## Your goal:
Without any change, set down every record below.

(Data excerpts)
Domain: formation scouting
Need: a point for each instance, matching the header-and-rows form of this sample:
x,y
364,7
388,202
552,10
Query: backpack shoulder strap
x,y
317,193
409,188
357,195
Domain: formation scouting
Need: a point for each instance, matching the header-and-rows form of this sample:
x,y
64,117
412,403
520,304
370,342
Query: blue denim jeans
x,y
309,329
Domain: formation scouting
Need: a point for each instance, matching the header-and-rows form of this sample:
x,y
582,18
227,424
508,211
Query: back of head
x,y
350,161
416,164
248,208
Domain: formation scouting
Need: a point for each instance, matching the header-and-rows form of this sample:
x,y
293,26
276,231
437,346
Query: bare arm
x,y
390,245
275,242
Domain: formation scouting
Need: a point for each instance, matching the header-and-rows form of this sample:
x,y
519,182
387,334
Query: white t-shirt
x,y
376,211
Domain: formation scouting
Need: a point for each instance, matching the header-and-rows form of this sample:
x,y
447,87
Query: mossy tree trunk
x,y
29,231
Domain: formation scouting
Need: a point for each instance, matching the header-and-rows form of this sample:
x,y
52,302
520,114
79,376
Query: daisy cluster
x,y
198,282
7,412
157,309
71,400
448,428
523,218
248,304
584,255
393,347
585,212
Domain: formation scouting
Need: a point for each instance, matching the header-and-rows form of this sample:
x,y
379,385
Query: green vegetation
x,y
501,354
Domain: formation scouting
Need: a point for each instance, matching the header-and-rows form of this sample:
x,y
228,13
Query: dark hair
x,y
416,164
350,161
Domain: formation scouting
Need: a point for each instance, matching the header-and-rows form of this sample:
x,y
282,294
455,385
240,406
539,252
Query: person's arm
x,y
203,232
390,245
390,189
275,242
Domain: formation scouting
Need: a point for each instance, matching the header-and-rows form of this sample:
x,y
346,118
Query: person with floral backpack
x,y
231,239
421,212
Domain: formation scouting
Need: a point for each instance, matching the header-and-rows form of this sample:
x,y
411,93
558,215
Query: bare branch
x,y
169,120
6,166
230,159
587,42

## Exercise result:
Domain: formation scouting
Need: a point for each instance, matching the header-and-rows form of this sample:
x,y
364,7
388,202
552,10
Query: backpack shoulder strap
x,y
317,193
409,188
357,195
Domain: formation scouting
Need: a point for each instance, matching the header-and-rows form of this sample:
x,y
64,117
412,403
520,304
370,342
Query: blue denim jeans
x,y
309,329
Domain: formation scouting
Need: a point for each instance, matching the header-and-rows form of this sample:
x,y
582,18
227,424
508,211
Query: back of head
x,y
350,161
416,164
248,208
Domain: formation scouting
Need: a point for each instance, matching the header-and-rows form of this sample:
x,y
293,26
276,231
437,346
Query: bare arm
x,y
390,245
275,242
Domain: formation scouting
Need: a point for each instance, matching the header-and-rows form of this sample:
x,y
519,182
387,334
Query: white t-shirt
x,y
376,211
Domain: formation scouting
Need: a point for each instance, matching the header-and-rows form of this sample:
x,y
447,87
Query: mossy tree trunk
x,y
29,231
Domain: formation scouting
Need: a point for each instance, matching the header-and-rows form of this sample:
x,y
52,302
520,114
79,376
Query: daisy cluster
x,y
198,282
7,412
157,309
71,400
448,428
523,218
248,304
584,255
393,347
585,212
Domain: formation scouting
Need: a point for each instance, matching the header-and-rows form of this sample:
x,y
379,385
Query: green vegetation
x,y
501,354
Domain: formation scouting
Need: a point for each instance, matching the header-and-rows form of this sample:
x,y
228,13
Query: dark hair
x,y
416,164
350,161
Domain: formation scouting
Need: a point for each instance, matching the header-and-rows form of this sample:
x,y
282,294
455,385
240,406
539,252
Query: person's arm
x,y
203,232
390,245
390,189
275,242
Domain: formation scouting
Need: a point for each instance, matching the header-and-rows form of this sample:
x,y
346,118
Query: person with floral backpack
x,y
231,239
421,212
Domain: formation scouting
Need: a point for each instance, matching the header-and-rows form of this sample:
x,y
411,93
558,215
Query: bare branch
x,y
169,120
6,166
230,159
587,42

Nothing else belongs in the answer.